→ THE REQUEST: Copy the following lines verbatim, covering every item.

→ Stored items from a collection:
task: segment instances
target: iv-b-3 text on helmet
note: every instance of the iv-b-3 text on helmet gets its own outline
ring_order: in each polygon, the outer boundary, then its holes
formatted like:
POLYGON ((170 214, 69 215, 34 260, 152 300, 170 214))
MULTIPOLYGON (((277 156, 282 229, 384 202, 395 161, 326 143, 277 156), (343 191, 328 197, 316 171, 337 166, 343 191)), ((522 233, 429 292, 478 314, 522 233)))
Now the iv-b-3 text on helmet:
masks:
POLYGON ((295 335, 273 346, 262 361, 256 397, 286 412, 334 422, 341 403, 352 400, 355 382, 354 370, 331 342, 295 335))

→ SOLUTION TO THIS PROBLEM:
task: segment instances
target: iv-b-3 text on helmet
note: every instance of the iv-b-3 text on helmet gets its own outline
ring_order: in each polygon, the outer boundary, then its holes
formatted like:
POLYGON ((170 214, 69 215, 34 260, 152 300, 170 214))
MULTIPOLYGON (((277 156, 282 229, 384 202, 395 161, 326 143, 277 156), (343 191, 328 197, 316 171, 337 166, 343 191)), ((522 233, 429 292, 478 314, 522 233)))
Now the iv-b-3 text on helmet:
masks:
POLYGON ((295 335, 273 346, 262 361, 256 397, 286 412, 334 422, 341 403, 352 400, 355 382, 354 370, 331 342, 295 335))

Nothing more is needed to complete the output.